READING TEXT:
I would have thought it fairly obvious that, since Piers' Cornwall estates
were no longer a factor, Margaret's purparty of the Clare estates was the
only thing that made her daughter Joan an attractive marriage party for
the Wakes and the Multons. If parliament had denied Joan her right to
those lands, and if Piers were so hated that his issue were also loathed,
how to explain those two baronial houses' willingness to accept Joan?

> Alternatively, the wording of
> the act might be somewhat ambiguous, but Margaret may have decided that she
> and Amy would be better off if the matter of Amy's inheritance was not
> pursued any further. There probably wasn't anyone in a position of power
> who would have been willing to go very far in advocating Amy's possible
> rights. Margaret was probably happy to see that Amy was eventually married
> to a decent fellow and may have been hopeful that the Gaveston connection
> would gradually be forgotten.

This theory runs quite against the grain of what one would expect from a
medieval mother in Margaret's position, which would more than likely have
been to defend her daughter's right to the death. One would also expect
Amy herself eventually to have made some attempt to recover right in Piers'
lands, particularly if she knew she enjoyed the favor of Edward III and
Queen Philippa. The few grants they did make to Amy in no way constituted
equal compensation for the extensive estates Piers had held, nor for the
share of the Clare lands that Amy, if legitimate, would have enjoyed as her
mother's coheir (with Margaret's daughter by Hugh Audley).

> These ideas are not only from me but also from discussions with David Kelley
> and Marshall Kirk, with whom I am currently working on other projects.
>
> Here is Donald L. Jacobus's summary of the situation, printed as an editor's
> note following Hunt's third article in TAG:
>
> Quite aside from the Bulkeley connection, for which evidence has been
> presented, we feel that Mr. Hunt, with an assist from Mr. Sheppard, has made
> an important historical discovery in proving that the unfortunate Piers de
> Gavaston left descendants by his near-royal wife, Margaret de Clare,
> granddaughter of Edward I, especially in view of the unanimity of English
> historians and peerage writers in asserting that their only daughter was
> Joan who died at the age of fifteen. Since the evidences and proofs have
> been split between three articles over the course of more than four years, I
> feel that they should briefly be summed up here for the benefit of all who
> may be interested. Mr. Hunt originally was able to present only
> circumstantial evidence for his conclusion that Amy (or Anne) de Gavaston,
> wife of John de Dryby, was daughter of Piers de Gavaston and Margaret de
> Clare. The chief items of evidence were:
> (1) An early chronicle in Latin states that Piers de Gavaston had a
> daughter born soon after the feast of the Epiphany [6 Jan.,] 1312 [supra,
> 35:100-1].

INFORMATION PROVIDED:

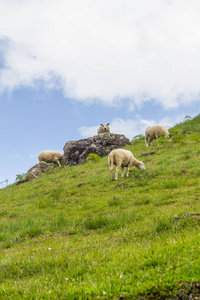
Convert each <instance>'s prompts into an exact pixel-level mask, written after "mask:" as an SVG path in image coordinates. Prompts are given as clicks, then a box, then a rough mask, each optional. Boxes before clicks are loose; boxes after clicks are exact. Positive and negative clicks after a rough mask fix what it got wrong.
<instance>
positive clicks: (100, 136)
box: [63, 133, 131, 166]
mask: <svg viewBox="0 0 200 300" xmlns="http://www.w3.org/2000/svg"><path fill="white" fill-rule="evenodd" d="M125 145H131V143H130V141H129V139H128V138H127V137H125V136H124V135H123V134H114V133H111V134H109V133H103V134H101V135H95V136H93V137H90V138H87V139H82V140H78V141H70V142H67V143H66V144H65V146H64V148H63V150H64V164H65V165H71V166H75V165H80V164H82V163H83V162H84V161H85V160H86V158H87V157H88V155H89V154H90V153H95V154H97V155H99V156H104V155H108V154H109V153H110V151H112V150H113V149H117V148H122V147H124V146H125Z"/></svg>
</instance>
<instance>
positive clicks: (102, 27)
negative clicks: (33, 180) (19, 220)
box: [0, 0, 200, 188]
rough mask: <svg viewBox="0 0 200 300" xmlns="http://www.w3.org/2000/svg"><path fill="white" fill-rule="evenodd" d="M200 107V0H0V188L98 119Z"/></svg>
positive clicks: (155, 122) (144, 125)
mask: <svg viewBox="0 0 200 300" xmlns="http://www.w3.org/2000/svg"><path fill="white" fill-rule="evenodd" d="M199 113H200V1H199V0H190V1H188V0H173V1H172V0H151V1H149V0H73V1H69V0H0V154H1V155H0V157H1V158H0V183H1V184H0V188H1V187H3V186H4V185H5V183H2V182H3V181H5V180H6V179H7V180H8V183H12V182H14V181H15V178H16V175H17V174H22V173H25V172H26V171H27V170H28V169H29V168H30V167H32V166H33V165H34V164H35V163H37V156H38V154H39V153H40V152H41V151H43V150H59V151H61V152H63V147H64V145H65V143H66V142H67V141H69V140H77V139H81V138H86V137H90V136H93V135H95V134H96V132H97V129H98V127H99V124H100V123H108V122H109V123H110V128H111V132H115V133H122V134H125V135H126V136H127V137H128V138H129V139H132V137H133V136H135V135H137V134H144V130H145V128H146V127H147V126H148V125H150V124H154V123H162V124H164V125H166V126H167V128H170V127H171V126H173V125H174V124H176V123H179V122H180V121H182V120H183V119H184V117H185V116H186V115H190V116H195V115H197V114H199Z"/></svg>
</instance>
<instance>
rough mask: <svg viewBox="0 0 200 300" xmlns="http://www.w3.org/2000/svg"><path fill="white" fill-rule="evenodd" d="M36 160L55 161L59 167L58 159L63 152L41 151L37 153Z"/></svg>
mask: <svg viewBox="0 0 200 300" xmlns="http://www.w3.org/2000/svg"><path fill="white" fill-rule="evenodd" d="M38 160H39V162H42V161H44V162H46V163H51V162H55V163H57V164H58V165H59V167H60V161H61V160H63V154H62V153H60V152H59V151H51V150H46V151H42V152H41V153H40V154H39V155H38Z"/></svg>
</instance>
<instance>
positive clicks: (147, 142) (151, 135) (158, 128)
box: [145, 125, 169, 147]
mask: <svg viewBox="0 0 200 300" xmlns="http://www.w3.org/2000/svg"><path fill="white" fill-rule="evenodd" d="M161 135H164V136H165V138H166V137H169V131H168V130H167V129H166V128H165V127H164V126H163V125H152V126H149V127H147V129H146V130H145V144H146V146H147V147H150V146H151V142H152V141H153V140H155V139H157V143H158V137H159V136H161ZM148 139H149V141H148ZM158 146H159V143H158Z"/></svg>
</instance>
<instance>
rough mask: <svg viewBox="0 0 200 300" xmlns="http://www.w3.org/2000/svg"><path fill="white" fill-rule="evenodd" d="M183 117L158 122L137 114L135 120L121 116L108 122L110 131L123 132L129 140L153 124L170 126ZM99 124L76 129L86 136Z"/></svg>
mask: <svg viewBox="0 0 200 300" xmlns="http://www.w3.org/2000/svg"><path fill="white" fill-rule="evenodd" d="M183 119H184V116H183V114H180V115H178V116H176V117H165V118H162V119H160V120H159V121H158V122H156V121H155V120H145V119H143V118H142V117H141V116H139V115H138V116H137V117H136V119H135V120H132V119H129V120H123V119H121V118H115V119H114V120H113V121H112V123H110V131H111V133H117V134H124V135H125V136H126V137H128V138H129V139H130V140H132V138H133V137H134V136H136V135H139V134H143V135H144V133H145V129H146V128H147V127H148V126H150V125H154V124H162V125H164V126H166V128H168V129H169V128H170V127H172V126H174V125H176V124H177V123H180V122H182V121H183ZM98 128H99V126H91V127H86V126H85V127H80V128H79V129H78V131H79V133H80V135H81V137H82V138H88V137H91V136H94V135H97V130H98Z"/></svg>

EXERCISE TASKS:
• 1. Answer these questions about the passage on Piers and Margaret's daughters:
(a) Which two baronial houses were willing to accept Joan in marriage?
(b) Which two people does the quoted writer say joined in the discussions behind these ideas?
(c) According to the early Latin chronicle, when was Piers de Gavaston's daughter born?
• 2. Write the next part of the passage on Piers and Margaret's daughters, starting after its last sentence.
The listing isn't needed for anything here.

ANSWER SECTION:
• 1.
(a) The Wakes and the Multons.
(b) David Kelley and Marshall Kirk.
(c) Soon after the feast of the Epiphany (6 January) in 1312.

• 2.
This refers to the life of Edward II by the anonymous canon of Bridlington, and
(supported by evidence from Edward II's wardrobe accounts) it records the
birth of JOAN Gaveston, as I recall I stated yesterday or the day before.
I will have to check the chronology of Piers' marriage to Margaret, to see
whether they might have had another child before January 1312. If so it
did not survive. At Piers' death he was clearly stated to have left only
one daughter, Joan, and no reference is made to Margaret's pregnancy at
that time so it is unlikely there could have been a posthumous child.

> (2) The Patent Rolls show that Amy or Anne de Gavaston [the name is
> variously read], a damsel of the chamber of Edward III's queen, was granted
> a manor for life in 1332, and had lands in Essex released to her 25 Feb.
> 1333 when she will have attained her 21st year, and by 1338 was wife of John
> de Driby. The age perfectly fits the nameless daughter of Piers.

Except that the daughter born in 1312, whose name is not stated in the
chronicle cited above, was really Joan, who had died in 1325. We don't know
when Amy was born, but Piers being the sort of person he was I would not see it
as beyond the long arm of coincidence that he--or any medieval lord, for that
matter--could have had two children by different mothers born around the same
time. (I know a man today who has two such children, born six weeks apart.) The
chronicle cited above does not record twin daughters born in Jan. 1312.

> (3) Her proved daughter Alice, lady Basset, made William, lord Ros,
> supervisor of her will. He was a first cousin once removed of Alice if Amy
> (or Anne) was daughter of Piers and Margaret.

This proves nothing. Executors were not invariably relatives.

> To this circumstantial evidence, the present article adds one item of
> direct proof:
> (4) Amy (or Anne) was definitely called daughter of Peter [i.e., Piers]
> de Gavaston in the Dryby Fine of 1334.

I don't dispute this, but she could have been Piers' daughter without having
been Margaret's daughter.

> The conclusion therefore seems to be unassailable. Her date of birth
> makes it certain that Margaret de Clare must have been her mother.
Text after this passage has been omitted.